* start DOCUMENT SECTION *

In [None]:
import csv
import random
from faker import Faker
from datetime import datetime
from pathlib import Path
import pandas as pd

fake = Faker()

# Load valid stock market dates from the specified file
valid_dates_df = pd.read_csv("valid_stock_market_dates.csv")  # Change path if needed

# Extract and parse dates from all columns, keep unique and filter >= 2016-01-01
raw_dates = set()
for col in valid_dates_df.columns:
    for val in valid_dates_df[col].dropna().astype(str):
        try:
            parsed = datetime.strptime(val.strip(), "%Y-%m-%d")
            if parsed >= datetime(2016, 1, 1):
                raw_dates.add(parsed)
        except:
            try:
                parsed = pd.to_datetime(val, errors='coerce')

* end DOCUMENT SECTION *
* start RECORDS SHOWN *

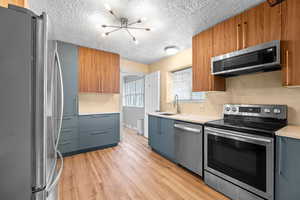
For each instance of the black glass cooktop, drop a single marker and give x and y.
(262, 127)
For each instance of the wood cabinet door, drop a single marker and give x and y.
(202, 53)
(261, 24)
(20, 3)
(291, 43)
(88, 78)
(110, 72)
(227, 36)
(287, 166)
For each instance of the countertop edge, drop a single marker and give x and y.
(186, 118)
(290, 131)
(102, 113)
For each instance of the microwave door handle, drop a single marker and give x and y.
(237, 137)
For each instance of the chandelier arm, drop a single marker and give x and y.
(111, 26)
(130, 34)
(113, 14)
(138, 28)
(132, 23)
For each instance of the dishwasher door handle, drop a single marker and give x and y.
(186, 128)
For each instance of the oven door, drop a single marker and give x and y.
(240, 158)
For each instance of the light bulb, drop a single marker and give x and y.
(171, 50)
(107, 7)
(105, 34)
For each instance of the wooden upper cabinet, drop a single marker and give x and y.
(99, 71)
(227, 36)
(202, 53)
(261, 24)
(291, 43)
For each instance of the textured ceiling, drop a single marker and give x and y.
(174, 23)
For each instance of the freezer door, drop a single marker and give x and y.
(17, 108)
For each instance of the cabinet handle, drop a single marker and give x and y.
(65, 143)
(287, 68)
(280, 157)
(75, 104)
(238, 36)
(245, 35)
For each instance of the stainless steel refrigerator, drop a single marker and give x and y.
(31, 99)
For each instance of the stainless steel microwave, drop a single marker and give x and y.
(260, 58)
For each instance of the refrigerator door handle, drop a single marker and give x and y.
(55, 180)
(62, 96)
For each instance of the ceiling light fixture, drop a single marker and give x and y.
(171, 50)
(124, 24)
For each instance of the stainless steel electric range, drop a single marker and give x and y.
(239, 150)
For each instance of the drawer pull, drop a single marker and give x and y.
(66, 130)
(245, 29)
(238, 36)
(65, 143)
(98, 133)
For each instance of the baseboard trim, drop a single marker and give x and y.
(89, 149)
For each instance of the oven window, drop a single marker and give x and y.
(240, 160)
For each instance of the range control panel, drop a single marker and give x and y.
(270, 111)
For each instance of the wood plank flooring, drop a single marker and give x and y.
(129, 171)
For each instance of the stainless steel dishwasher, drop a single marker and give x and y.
(189, 146)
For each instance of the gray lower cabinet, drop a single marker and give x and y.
(68, 54)
(88, 132)
(99, 130)
(287, 178)
(161, 136)
(69, 135)
(189, 148)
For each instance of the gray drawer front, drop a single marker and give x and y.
(69, 121)
(97, 138)
(97, 122)
(66, 146)
(69, 133)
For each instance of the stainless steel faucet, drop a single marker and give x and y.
(175, 103)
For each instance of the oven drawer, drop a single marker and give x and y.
(97, 138)
(240, 158)
(230, 190)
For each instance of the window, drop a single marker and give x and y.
(133, 93)
(182, 86)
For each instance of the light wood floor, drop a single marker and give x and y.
(129, 171)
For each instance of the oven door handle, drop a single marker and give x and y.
(237, 136)
(187, 128)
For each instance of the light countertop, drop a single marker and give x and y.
(186, 117)
(290, 131)
(100, 113)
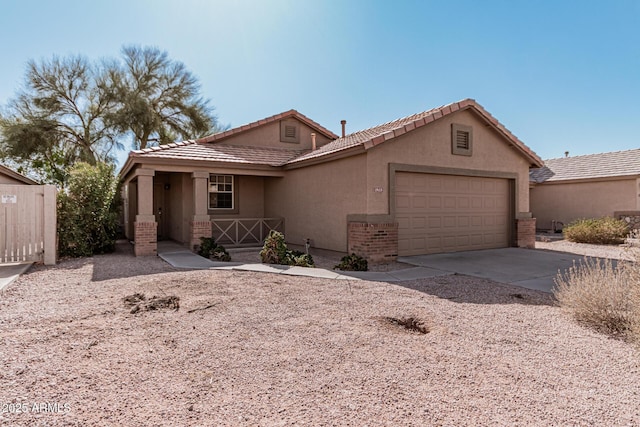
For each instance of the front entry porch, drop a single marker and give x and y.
(177, 206)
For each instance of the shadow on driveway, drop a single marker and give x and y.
(529, 268)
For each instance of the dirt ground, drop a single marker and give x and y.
(256, 349)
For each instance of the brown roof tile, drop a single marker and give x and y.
(190, 150)
(591, 166)
(384, 132)
(216, 137)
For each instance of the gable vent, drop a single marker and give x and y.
(290, 131)
(462, 140)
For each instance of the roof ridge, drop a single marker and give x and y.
(593, 154)
(164, 146)
(252, 125)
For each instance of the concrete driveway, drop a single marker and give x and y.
(529, 268)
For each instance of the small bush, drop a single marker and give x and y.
(210, 249)
(275, 251)
(600, 295)
(353, 262)
(88, 211)
(604, 231)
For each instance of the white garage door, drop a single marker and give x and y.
(450, 213)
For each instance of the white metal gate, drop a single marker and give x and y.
(27, 223)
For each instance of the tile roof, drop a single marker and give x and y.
(591, 166)
(287, 114)
(381, 133)
(212, 148)
(191, 150)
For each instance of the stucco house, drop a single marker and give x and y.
(449, 179)
(590, 186)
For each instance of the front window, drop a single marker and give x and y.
(220, 191)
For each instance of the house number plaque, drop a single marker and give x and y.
(9, 198)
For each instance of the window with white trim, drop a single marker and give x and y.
(220, 191)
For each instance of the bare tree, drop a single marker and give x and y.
(58, 117)
(158, 98)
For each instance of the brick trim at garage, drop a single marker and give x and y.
(377, 243)
(526, 232)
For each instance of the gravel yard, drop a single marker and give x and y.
(271, 350)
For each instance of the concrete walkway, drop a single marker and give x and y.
(10, 272)
(180, 257)
(528, 268)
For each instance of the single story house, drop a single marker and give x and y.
(590, 186)
(449, 179)
(27, 219)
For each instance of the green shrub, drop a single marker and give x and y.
(210, 249)
(352, 262)
(607, 231)
(88, 211)
(275, 251)
(600, 295)
(299, 259)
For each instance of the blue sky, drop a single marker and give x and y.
(561, 75)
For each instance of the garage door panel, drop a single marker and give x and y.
(403, 202)
(450, 213)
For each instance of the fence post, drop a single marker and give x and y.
(50, 225)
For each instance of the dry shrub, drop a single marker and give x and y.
(603, 231)
(601, 295)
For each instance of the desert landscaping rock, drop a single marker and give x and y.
(257, 349)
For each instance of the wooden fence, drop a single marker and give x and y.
(244, 231)
(27, 223)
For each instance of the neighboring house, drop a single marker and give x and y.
(449, 179)
(591, 186)
(27, 219)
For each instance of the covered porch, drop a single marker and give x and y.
(163, 202)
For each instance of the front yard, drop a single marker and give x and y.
(259, 349)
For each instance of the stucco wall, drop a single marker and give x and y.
(431, 146)
(249, 199)
(316, 200)
(566, 202)
(269, 136)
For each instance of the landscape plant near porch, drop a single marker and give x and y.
(275, 251)
(210, 249)
(352, 262)
(603, 231)
(88, 211)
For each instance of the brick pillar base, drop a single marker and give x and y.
(526, 232)
(146, 238)
(198, 229)
(378, 243)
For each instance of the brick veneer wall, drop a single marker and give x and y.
(198, 229)
(630, 217)
(526, 232)
(146, 238)
(378, 243)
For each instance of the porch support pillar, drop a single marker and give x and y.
(200, 224)
(145, 226)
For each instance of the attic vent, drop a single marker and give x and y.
(461, 139)
(289, 131)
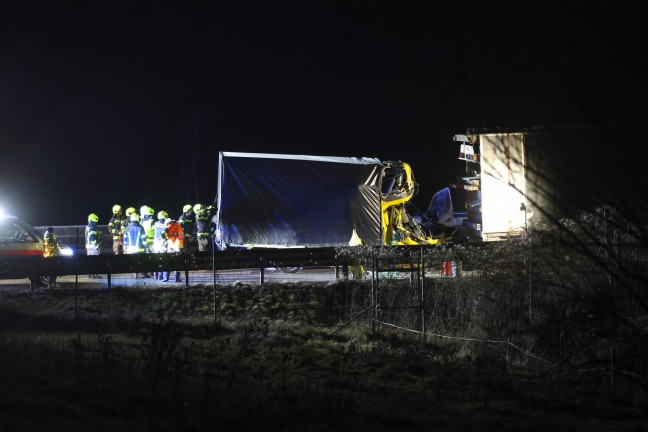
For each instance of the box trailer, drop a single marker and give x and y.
(282, 200)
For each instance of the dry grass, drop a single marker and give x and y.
(276, 359)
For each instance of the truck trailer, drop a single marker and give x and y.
(283, 200)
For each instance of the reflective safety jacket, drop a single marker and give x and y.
(174, 236)
(187, 223)
(93, 236)
(134, 238)
(159, 241)
(116, 226)
(203, 217)
(50, 245)
(147, 224)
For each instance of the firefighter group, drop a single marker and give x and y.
(134, 232)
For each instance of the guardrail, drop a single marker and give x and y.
(32, 267)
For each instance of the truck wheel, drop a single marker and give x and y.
(288, 269)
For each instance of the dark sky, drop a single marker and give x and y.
(130, 102)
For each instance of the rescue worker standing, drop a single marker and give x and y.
(187, 221)
(147, 221)
(159, 241)
(51, 249)
(134, 236)
(93, 239)
(116, 228)
(203, 218)
(175, 243)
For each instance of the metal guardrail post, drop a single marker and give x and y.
(186, 271)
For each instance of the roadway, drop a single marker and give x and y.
(196, 277)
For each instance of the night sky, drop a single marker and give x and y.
(129, 103)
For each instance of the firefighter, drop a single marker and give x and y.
(51, 249)
(187, 222)
(147, 221)
(175, 243)
(93, 239)
(159, 242)
(116, 228)
(203, 231)
(130, 211)
(134, 236)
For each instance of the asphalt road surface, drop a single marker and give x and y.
(312, 274)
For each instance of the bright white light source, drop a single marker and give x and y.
(503, 184)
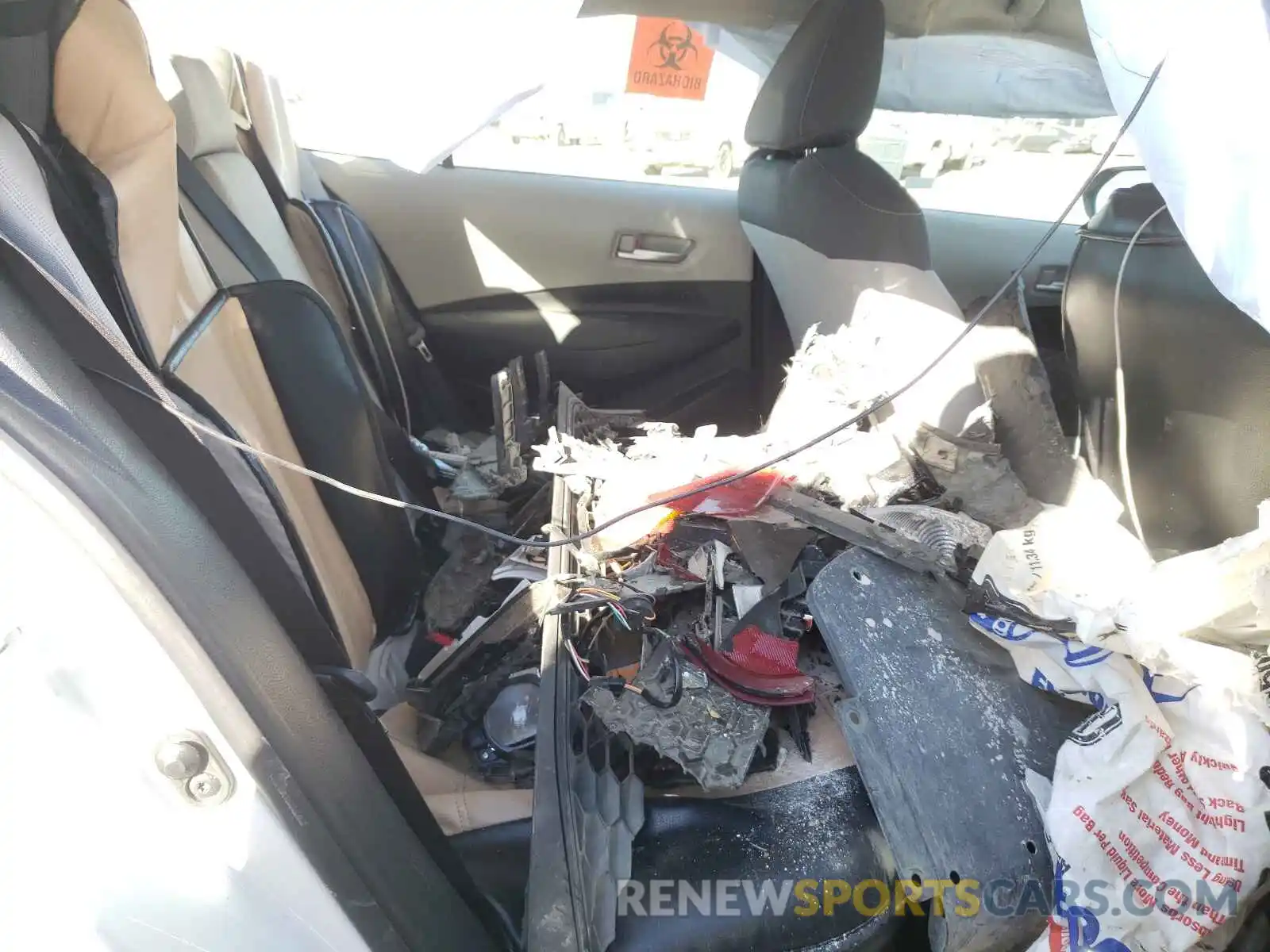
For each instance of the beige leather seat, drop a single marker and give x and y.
(108, 107)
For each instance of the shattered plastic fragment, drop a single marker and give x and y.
(710, 734)
(939, 530)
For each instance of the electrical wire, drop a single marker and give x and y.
(698, 488)
(1122, 413)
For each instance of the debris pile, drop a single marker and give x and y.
(698, 638)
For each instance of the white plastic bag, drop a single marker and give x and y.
(1156, 816)
(1066, 566)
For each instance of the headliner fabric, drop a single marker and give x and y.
(1200, 131)
(822, 88)
(205, 122)
(994, 75)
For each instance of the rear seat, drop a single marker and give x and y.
(110, 109)
(306, 230)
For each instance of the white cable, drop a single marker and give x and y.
(162, 397)
(1121, 410)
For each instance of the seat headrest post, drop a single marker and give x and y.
(822, 89)
(205, 121)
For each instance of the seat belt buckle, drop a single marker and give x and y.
(417, 340)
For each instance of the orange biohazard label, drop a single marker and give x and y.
(668, 59)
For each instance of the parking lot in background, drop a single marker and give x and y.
(1005, 182)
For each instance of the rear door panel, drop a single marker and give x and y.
(507, 263)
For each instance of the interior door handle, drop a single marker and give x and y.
(653, 249)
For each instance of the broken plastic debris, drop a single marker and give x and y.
(937, 530)
(1159, 777)
(1064, 566)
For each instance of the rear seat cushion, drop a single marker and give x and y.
(110, 109)
(268, 113)
(460, 803)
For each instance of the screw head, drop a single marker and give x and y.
(203, 786)
(181, 759)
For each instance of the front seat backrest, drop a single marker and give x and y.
(108, 108)
(826, 220)
(1197, 378)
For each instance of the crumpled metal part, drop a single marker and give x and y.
(710, 734)
(937, 530)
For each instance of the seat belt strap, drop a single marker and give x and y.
(222, 220)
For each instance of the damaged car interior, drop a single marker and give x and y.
(470, 558)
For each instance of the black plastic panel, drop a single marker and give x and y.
(944, 731)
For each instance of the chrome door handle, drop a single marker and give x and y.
(653, 249)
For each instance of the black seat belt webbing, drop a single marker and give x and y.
(198, 475)
(222, 220)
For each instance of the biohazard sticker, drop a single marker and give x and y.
(668, 59)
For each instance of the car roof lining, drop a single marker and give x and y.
(1057, 22)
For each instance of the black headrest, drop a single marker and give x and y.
(825, 83)
(1127, 209)
(31, 31)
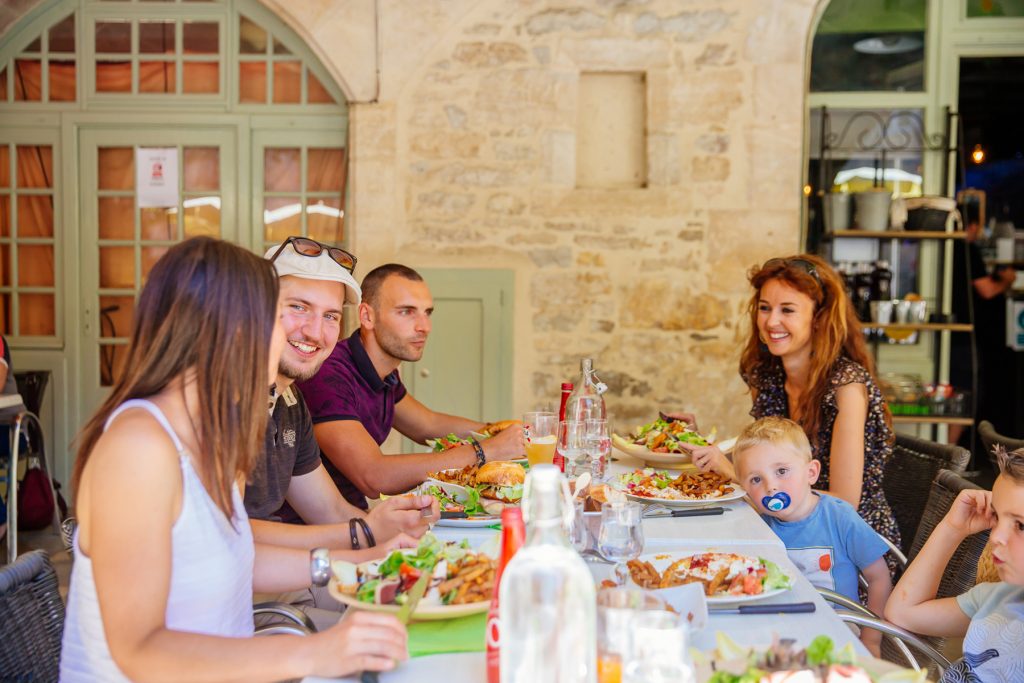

* end RECORDS SHOWN *

_DIRECTIONS_.
(1) Answer these questions about the stock-date script:
(a) Which file does the stock-date script load its dates from?
(b) Dates before which day are left out?
(c) What format string does the first parsing attempt use?
(2) Write the next lines of the stock-date script, picking up right after its final line.

_THE RESULTS_.
(1)
(a) valid_stock_market_dates.csv
(b) 2016-01-01
(c) "%Y-%m-%d"

(2)
                if pd.notnull(parsed) and parsed >= pd.Timestamp("2016-01-01"):
                    raw_dates.add(parsed.to_pydatetime())
            except:
                pass

# Sort the valid dates to get proper order for next business day
valid_dates = sorted(list(raw_dates))

# Map each date to its index for quick next-day lookup
date_index_map = {date: idx for idx, date in enumerate(valid_dates)}

NUM_ACCOUNTS = 150
NUM_TRANSACTIONS = 1100

assets = [
    ("Apple Inc.", "AAPL"), ("Tesla Inc.", "TSLA"), ("Amazon.com, Inc.", "AMZN"),
    ("NVIDIA Corporation", "NVDA"), ("Alphabet Inc.", "GOOGL"), ("Microsoft Corp", "MSFT"),
    ("Meta Platforms", "META"), ("Berkshire Hathaway", "BRK.A"), ("Netflix", "NFLX"),
    ("Johnson & Johnson", "JNJ")
]

account_types = ["Brokerage", "Roth IRA", "401(k)", "Joint", "Custodial", "Trust"]
currencies = ["USD", "EUR", "CAD"]
notes_pool = ["", "pending", "dividends reinvested", "auto-invest", "short-term", "watchlist"]

def random_capitalize(s):
    r = random.random()
    return s.lower() if r < 0.3 else s.title() if r < 0.6 else s.upper()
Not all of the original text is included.